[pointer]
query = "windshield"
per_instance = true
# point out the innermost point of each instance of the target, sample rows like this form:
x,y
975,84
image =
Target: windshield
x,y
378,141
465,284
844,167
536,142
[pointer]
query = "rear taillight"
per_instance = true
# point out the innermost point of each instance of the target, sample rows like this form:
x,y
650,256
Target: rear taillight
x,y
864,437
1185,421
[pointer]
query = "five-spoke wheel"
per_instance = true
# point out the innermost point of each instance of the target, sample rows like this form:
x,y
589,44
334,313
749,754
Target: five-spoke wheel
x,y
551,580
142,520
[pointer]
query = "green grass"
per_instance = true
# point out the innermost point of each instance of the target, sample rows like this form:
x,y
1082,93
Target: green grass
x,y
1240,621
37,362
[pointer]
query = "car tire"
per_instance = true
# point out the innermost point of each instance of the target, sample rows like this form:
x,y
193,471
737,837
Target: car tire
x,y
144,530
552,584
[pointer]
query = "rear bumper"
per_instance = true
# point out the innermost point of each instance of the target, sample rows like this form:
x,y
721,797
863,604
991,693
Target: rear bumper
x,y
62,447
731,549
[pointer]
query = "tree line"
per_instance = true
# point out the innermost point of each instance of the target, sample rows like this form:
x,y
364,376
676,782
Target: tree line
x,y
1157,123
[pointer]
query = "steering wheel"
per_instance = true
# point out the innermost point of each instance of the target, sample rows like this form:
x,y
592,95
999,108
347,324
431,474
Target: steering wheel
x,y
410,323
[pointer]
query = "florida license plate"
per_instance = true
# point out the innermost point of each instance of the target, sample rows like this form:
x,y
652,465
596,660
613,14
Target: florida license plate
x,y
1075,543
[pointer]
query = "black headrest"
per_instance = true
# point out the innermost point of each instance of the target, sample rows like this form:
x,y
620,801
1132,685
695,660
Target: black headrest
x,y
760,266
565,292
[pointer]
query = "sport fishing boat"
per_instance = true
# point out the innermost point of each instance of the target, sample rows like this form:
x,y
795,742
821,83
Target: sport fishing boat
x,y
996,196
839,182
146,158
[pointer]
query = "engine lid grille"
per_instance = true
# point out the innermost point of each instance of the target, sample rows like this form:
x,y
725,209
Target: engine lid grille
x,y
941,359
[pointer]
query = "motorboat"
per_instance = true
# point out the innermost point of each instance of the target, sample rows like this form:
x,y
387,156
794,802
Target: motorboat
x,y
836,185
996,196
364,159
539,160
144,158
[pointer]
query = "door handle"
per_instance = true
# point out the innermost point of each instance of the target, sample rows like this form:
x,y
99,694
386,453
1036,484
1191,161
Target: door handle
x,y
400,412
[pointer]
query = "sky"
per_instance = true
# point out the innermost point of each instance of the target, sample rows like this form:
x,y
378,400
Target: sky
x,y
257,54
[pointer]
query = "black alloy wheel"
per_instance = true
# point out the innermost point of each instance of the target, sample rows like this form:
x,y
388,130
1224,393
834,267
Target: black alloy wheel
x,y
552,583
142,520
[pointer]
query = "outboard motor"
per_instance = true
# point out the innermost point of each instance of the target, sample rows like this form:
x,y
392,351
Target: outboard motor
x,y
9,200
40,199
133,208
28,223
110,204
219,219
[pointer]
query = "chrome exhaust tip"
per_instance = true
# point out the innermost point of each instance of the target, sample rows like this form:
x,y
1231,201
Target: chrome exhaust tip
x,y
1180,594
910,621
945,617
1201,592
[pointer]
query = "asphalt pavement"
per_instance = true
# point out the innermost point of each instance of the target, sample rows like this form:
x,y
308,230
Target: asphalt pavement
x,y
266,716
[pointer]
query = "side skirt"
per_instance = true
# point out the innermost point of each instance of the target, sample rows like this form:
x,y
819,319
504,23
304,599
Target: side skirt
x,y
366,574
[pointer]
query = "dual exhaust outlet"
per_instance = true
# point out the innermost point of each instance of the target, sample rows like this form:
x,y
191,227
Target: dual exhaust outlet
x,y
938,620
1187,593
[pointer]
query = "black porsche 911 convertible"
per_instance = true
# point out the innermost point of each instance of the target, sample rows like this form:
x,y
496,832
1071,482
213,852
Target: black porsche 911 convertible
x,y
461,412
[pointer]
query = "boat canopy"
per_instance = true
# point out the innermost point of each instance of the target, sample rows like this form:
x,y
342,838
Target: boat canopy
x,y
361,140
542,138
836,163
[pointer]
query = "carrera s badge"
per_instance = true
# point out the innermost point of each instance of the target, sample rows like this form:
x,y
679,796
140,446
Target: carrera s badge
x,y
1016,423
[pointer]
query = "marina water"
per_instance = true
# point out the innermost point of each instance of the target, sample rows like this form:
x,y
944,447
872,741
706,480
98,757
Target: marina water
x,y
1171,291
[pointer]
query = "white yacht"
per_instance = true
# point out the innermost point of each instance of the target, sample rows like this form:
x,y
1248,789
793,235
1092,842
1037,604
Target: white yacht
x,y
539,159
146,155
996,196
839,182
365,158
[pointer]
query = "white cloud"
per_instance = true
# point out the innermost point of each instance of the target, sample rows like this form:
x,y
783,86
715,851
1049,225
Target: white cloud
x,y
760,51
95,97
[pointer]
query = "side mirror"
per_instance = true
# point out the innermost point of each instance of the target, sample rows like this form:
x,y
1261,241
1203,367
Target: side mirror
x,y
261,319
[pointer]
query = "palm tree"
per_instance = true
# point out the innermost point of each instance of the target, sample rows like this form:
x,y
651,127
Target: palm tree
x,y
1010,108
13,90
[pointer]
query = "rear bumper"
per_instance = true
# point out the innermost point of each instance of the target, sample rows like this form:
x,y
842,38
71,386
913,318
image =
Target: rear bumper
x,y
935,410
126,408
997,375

▬▬▬▬▬▬▬▬▬▬

### Direction
Go back to the listing above and please repeat it exactly.

### Exercise solution
[pointer]
query = "windshield"
per_instance = true
# point out the innermost point of each instance of the target, sample rows like this form:
x,y
975,84
image =
Target: windshield
x,y
378,141
465,284
844,167
536,142
[pointer]
query = "rear taillight"
per_instance = true
# point out the innermost point of each instance of the target, sample rows like this form:
x,y
650,256
Target: rear taillight
x,y
864,437
1185,421
[pointer]
query = "five-spoke wheel"
per_instance = true
# point out the innermost point of each instance of the target, sample rows like this form:
x,y
589,44
334,313
749,754
Target: five-spoke wheel
x,y
551,580
142,520
[pointer]
query = "green grass"
per_instance = true
# point out the innermost point of each instance of the target, sample rows like this form:
x,y
1082,93
Target: green grass
x,y
1240,621
37,362
[pointer]
query = "car tire"
per_instance = true
# point out the innermost point of each instance of the target, sample rows like this form:
x,y
193,471
737,837
Target: car tire
x,y
144,530
552,584
[pointer]
query = "rear bumper"
per_instance = true
# point out the innermost point of each instance of the target, sample rows like this form:
x,y
721,797
863,604
991,693
Target: rear bumper
x,y
62,447
731,549
[pointer]
query = "tree line"
per_instance = true
# point out the innermost point of each instance of the target, sample rows like this form:
x,y
364,376
676,782
Target: tree line
x,y
1157,123
[pointer]
query = "steering wheel"
per_instance = true
# point out the innermost point of each instance of the target, sample rows like this form:
x,y
592,95
999,108
347,324
431,474
Target: steering wheel
x,y
410,323
[pointer]
query = "florida license plate"
per_instance = true
# point out the innermost point of each instance of the target, sample rows like this form:
x,y
652,465
596,660
613,14
Target: florida license plate
x,y
1075,543
[pointer]
query = "black headrest"
per_instance = true
# point out the innermost point of each instance of the target, sample rows like this form:
x,y
620,801
1132,685
695,660
Target: black headrest
x,y
760,266
565,292
[pointer]
query = "sport fishing boat"
per_instance = true
# point out the innermost point of each instance of the target, sample rows like this form:
x,y
795,742
821,83
Target: sport fishing boat
x,y
996,196
839,182
146,158
[pointer]
query = "engine lid grille"
per_instance = true
# point out the innermost point of each instance of the target, sample rows like this form:
x,y
725,209
Target: engine lid grille
x,y
941,359
[pointer]
query = "motorboat"
per_instance = true
# point out the innermost point of each instance of the target, sample rows like this form:
x,y
387,156
794,802
Target: motorboat
x,y
836,185
996,196
364,159
539,160
144,158
[pointer]
query = "door handle"
per_instance = true
# point out the innermost point of each instance of the target, sample rows like this form:
x,y
99,694
386,453
1036,484
1191,161
Target: door handle
x,y
400,412
[pointer]
query = "sky"
per_instance = true
# point out the innermost point of each instance of the target, sample rows like this form:
x,y
378,400
Target: sky
x,y
257,54
[pointer]
query = "black alloy wheel"
per_instance = true
# point out the innermost point of each instance of the target, sample rows like this form:
x,y
388,130
1224,393
834,267
Target: black alloy wheel
x,y
552,583
142,520
[pointer]
query = "outboard motor"
per_instance = true
# point out the innermost point of each instance of the target, sample rows like this form:
x,y
392,351
Target: outboard motor
x,y
9,200
40,199
133,208
28,223
110,204
219,219
[pointer]
query = "chrome exhaust tip"
per_instance = true
# point out the innermost point of each instance of the target, sample rows like this form:
x,y
1231,201
Target: chrome exhaust tip
x,y
1180,594
910,621
945,617
1201,592
[pointer]
query = "asphalt pavement"
per_instance = true
# point out the innermost point of each instance of the target, sample rows like this form:
x,y
308,230
Target: asphalt pavement
x,y
266,716
[pointer]
query = "side skirt"
per_instance = true
# point out the innermost point of each instance of the target, sample rows like this form:
x,y
819,319
504,23
304,599
Target: side skirt
x,y
366,574
[pointer]
query = "dual exhaust outlet"
per_instance = true
# point out the innermost point of each instance of the target, sample rows like this form:
x,y
191,227
Target: dual exhaust outlet
x,y
938,620
1187,593
[pointer]
query = "black porsche 911 convertible"
per_instance = true
# point out the innermost point of each instance of the target, sample rows like this form:
x,y
496,832
1071,482
213,852
Target: black porsche 911 convertible
x,y
461,412
[pointer]
query = "boat canopy"
per_instance = true
# point out the innermost point of each instance of the target, sample rows like this form:
x,y
342,838
Target: boat canopy
x,y
361,140
542,138
836,163
[pointer]
query = "carrera s badge"
per_instance = true
# point out the innermost point of each instance of the target, sample rows like this form:
x,y
679,796
140,446
Target: carrera s badge
x,y
1016,423
[pointer]
query = "marina water"
per_instance = true
# point out the innermost point of each instance of the target, sample rows like this form:
x,y
944,447
872,741
706,480
98,757
Target: marina water
x,y
1171,291
[pointer]
query = "white yacht"
per_instance = true
# point out the innermost point of each instance of the target, sample rows like this form:
x,y
1248,789
793,235
1092,842
1037,604
Target: white yacht
x,y
539,159
146,155
996,196
839,182
365,158
[pointer]
query = "white cloud"
per_instance = true
# point out the innermost point of each instance of the target, sample rows like this form:
x,y
783,86
715,851
1049,225
Target: white cloud
x,y
760,51
95,97
[pointer]
query = "side mirror"
per_instance = true
# point out the innermost point of each instance of the target, sample rows like this form:
x,y
1261,241
1203,367
Target: side mirror
x,y
261,319
[pointer]
query = "palm tree"
per_instance = true
# point out the innermost point of each instance of the target, sample rows like this form:
x,y
651,127
Target: palm tree
x,y
1010,108
13,90
[pointer]
query = "rear bumper"
per_instance = true
# point out the innermost point of each instance of the target, sample rows like this form:
x,y
842,38
71,386
913,318
image =
Target: rear bumper
x,y
935,410
126,408
997,375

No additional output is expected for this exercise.